Document excerpt
▼▼▼
May 3, 2002 Personal Communication from Charles SouthwickAs I mentioned this morning, I am not an expert on white-tailed deer, but my scientific field is mammalian population ecology, and I have worked on mule deer populations for 23 years. Here are some of the points I have expressed to the Colorado Division of Wildlife:
(1) Large scale culling may actually spread the CWD infection
by stimulating movements and dispersal.
(2) The great majority of animals killed (98 to 99%) are healthy, uninfected individuals. These may contain genetic resistance in the PrP gene for resistance to CWD. Hence, large culls may kill the very animals that can restore deer and elk herds to healthy status. We know that prion infections do not result in a normal immune response, but the frequency of genetic resistance has not been adequately studied.
(3) Many other aspects of CWD have not been adequately studied: modes of transmission; the likelihood that it has been present and not diagnosed since the l920s; the possibilities of live- tests via urine, saliva or blood, in addition to tonsilar biopsies; relationships to scrapie, etc. Without more knowledge on these basic topics in epidemiology, massive kills are truly shooting in the dark.
(4) I and my colleagues have urged Colorado (the DOW, the Governor's Office, and State Legislators) to provide more funding for tonsillar biopsies (rather than massive kills) and more funds for research.
(5) We have also insisted on faster, better pathology exams, and safe incineration of carcasses rather than disposal in landfills. We feel that deer and elk farms must be closed down.
As for my personal background for these opinions: I am retired Professor Emeritus of Environmental, Population and Organismic Biology at the University of Colorado, and former Professor of Pathobiology at Johns Hopkins University. I have an M.S. and Ph.D. from the University of Wisconsin, Madison. I origin- ally went to UW to study under Aldo Leopold, but by time I got there (1949) he had died in fighting a brush fire at his "Shack." I stayed on in the Wildlife Dept. under Joe Hickey and Bob McCabe, did my Master's on waterfowl ecology at Delta, Manitoba, but then transferred to the Zoology Department under John Emlen. I have had Post-doctoral Fellowships in the Bureau of Animal Population of Oxford University, and Aligarh University in India. Since my Ph.D. in 1953, I have studied and worked on ecological topics in more than 60 countries. I've been a consultant to many governmental and private agencies including the U.S. Fish and Wildlife Service, the N.S.F., N.I.H., Nat. Acad. of Sciences, Rockefeller Foundation, National Geographic Society, Pan Amerian Health Organization, etc. I've published over 130 scientific articles and 8 books, primarily on ecology of animal populations. I work primarily at home, 303-494-4832, but I also have an office at 303-492-5468, so I shuttle back and forth to some extent.
I can't say for certain that Wisconsin is not doing the right thing, but I am very skeptical. I understand their concern about both the hunting and dairy industries, not to mention human health worries. However, I am sure no hunting effort can kill every deer in a 265 square mile area, and I think the attempt to do so without relying more on live tests is a mistake.
▲▲▲
[Natural-language object grounding data]
▼▼▼
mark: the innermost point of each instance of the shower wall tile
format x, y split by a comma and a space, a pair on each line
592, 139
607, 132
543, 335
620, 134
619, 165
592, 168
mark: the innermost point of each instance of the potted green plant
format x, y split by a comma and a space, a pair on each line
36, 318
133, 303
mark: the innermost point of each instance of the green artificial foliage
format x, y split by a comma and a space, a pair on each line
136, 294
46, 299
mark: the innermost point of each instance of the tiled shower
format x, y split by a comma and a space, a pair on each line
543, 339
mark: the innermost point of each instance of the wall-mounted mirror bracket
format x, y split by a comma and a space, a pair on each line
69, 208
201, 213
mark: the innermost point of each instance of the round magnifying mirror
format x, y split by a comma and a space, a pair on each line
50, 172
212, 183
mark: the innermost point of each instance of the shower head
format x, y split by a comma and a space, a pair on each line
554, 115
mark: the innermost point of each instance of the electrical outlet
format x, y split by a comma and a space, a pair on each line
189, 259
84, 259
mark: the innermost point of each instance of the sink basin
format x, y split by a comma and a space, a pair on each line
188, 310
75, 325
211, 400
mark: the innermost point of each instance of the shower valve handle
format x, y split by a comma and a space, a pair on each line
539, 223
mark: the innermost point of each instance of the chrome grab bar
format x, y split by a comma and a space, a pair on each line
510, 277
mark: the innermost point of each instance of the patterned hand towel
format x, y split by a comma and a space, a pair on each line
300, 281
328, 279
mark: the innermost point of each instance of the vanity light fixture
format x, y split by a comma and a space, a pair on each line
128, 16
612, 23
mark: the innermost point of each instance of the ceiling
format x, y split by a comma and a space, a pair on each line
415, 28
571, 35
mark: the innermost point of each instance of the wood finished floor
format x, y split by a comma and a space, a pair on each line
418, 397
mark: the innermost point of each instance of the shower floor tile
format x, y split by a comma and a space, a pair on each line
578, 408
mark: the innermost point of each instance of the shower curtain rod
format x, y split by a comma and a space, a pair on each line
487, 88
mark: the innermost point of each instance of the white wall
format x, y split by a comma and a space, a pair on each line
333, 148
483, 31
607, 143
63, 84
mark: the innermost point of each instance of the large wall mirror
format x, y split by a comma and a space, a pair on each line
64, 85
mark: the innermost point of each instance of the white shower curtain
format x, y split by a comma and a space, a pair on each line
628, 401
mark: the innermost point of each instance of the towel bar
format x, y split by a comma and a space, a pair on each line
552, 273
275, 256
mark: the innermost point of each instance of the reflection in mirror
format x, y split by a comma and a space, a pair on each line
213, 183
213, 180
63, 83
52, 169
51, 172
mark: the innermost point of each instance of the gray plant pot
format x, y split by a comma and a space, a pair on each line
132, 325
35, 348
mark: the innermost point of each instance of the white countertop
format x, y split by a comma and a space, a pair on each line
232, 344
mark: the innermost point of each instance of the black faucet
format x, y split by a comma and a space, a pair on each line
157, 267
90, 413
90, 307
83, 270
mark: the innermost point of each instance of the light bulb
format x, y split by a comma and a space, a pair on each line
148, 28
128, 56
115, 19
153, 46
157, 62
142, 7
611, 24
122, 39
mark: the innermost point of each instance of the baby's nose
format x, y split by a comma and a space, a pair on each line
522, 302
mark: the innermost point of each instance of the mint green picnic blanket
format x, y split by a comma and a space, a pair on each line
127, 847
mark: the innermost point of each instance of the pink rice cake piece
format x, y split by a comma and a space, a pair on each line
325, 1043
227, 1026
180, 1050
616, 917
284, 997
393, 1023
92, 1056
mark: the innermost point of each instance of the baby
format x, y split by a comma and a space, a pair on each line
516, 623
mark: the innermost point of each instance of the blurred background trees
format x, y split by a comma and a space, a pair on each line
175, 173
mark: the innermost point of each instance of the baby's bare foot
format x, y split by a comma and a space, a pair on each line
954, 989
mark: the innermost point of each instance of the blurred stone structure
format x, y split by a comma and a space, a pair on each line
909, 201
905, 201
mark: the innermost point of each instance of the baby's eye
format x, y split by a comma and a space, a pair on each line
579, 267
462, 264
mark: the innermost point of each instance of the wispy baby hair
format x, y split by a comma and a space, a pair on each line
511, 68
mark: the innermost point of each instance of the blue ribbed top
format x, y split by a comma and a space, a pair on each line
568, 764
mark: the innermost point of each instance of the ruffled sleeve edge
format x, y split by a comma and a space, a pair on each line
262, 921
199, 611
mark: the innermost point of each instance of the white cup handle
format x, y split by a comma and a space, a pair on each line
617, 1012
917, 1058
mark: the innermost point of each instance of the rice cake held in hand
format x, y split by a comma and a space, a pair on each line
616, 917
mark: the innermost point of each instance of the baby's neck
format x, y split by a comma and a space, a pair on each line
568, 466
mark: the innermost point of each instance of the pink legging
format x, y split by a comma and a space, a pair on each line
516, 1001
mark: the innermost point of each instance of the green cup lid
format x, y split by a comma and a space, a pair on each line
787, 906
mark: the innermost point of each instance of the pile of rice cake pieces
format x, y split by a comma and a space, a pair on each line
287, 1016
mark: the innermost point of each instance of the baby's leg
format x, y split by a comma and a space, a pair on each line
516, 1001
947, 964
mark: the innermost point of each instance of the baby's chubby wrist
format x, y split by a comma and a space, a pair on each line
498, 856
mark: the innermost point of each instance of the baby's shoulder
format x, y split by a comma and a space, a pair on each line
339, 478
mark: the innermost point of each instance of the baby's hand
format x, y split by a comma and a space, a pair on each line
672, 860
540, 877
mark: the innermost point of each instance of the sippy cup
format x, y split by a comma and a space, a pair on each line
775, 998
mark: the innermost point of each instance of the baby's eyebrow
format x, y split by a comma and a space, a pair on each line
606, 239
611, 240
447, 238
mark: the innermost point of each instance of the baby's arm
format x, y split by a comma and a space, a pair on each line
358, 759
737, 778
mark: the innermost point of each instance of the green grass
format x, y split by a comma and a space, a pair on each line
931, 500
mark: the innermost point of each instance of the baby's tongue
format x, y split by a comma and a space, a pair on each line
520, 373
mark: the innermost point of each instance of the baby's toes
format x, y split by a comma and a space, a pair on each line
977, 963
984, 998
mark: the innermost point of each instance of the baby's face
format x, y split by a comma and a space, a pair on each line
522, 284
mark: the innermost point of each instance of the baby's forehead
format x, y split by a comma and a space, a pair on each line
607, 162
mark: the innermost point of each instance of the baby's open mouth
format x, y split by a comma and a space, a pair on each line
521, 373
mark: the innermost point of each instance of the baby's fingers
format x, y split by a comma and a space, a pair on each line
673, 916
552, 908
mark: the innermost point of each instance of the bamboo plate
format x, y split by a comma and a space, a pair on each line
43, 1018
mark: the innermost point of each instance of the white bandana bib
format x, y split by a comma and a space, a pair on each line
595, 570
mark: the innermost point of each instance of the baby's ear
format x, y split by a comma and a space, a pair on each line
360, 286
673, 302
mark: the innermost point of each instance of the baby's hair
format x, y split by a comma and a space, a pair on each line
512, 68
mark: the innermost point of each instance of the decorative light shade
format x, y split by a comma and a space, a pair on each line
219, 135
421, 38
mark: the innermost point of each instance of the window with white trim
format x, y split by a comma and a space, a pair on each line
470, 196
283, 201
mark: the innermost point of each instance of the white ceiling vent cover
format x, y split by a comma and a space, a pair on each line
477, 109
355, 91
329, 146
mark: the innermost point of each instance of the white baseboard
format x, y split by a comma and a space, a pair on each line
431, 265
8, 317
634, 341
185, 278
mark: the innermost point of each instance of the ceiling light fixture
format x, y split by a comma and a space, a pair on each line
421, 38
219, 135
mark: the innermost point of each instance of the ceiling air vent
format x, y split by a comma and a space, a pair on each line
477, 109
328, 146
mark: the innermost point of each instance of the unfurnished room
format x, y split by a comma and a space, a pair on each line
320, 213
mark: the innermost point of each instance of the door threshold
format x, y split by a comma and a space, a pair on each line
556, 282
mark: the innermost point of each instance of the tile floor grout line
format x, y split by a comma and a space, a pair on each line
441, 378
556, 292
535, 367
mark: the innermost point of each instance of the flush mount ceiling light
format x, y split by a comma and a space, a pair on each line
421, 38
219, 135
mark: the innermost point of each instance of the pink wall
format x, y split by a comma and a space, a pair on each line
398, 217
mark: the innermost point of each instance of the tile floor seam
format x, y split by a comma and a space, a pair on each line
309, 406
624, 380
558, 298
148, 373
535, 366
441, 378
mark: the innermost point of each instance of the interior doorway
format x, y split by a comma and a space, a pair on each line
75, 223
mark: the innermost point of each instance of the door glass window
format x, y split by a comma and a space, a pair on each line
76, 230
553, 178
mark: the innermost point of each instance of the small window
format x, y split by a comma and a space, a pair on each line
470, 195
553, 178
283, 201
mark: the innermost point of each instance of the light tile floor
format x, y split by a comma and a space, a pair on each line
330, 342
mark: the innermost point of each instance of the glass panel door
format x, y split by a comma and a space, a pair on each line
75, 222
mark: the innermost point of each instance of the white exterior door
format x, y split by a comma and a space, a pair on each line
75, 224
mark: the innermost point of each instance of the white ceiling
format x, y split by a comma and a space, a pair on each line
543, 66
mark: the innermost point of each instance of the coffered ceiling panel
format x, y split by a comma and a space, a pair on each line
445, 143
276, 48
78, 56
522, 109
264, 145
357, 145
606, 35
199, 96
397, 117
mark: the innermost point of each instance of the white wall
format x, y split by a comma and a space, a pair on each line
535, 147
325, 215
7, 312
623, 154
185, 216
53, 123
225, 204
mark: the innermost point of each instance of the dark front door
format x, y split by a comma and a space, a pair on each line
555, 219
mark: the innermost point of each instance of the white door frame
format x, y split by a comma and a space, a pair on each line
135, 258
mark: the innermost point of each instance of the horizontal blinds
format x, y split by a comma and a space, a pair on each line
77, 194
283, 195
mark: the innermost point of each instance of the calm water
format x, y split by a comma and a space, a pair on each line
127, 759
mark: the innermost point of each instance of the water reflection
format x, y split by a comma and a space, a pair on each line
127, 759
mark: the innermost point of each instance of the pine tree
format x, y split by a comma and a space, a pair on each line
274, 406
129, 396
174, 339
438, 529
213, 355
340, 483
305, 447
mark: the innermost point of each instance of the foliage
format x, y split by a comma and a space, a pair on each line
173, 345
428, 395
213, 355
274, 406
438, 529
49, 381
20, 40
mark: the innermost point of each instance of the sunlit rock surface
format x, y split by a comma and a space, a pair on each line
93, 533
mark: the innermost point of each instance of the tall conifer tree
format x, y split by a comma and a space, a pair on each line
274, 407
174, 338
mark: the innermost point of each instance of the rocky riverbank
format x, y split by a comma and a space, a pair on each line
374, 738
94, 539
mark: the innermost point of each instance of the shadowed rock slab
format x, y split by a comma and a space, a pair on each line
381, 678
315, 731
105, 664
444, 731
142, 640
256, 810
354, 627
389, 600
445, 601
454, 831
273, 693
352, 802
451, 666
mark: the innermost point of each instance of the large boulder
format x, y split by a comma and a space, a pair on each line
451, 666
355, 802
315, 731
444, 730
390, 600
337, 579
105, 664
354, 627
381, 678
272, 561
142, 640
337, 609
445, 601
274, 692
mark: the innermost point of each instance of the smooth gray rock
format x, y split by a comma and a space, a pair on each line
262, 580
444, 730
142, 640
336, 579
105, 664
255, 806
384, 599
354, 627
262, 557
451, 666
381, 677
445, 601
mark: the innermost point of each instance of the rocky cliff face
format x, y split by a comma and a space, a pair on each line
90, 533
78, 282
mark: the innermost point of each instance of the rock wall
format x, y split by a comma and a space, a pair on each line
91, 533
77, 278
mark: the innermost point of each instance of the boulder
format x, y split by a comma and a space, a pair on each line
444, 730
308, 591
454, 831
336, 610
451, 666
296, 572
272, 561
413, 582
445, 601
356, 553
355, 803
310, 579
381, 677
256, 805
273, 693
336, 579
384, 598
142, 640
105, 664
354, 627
▲▲▲
What is expected
In the letter on chronic wasting disease, set down the passage starting with "(4) I and my" and going on through "be closed down.", word for word. The material is unrelated to the letter on chronic wasting disease in deer and elk above.

Output for this exercise
(4) I and my colleagues have urged Colorado (the DOW, the Governor's Office, and State Legislators) to provide more funding for tonsillar biopsies (rather than massive kills) and more funds for research.
(5) We have also insisted on faster, better pathology exams, and safe incineration of carcasses rather than disposal in landfills. We feel that deer and elk farms must be closed down.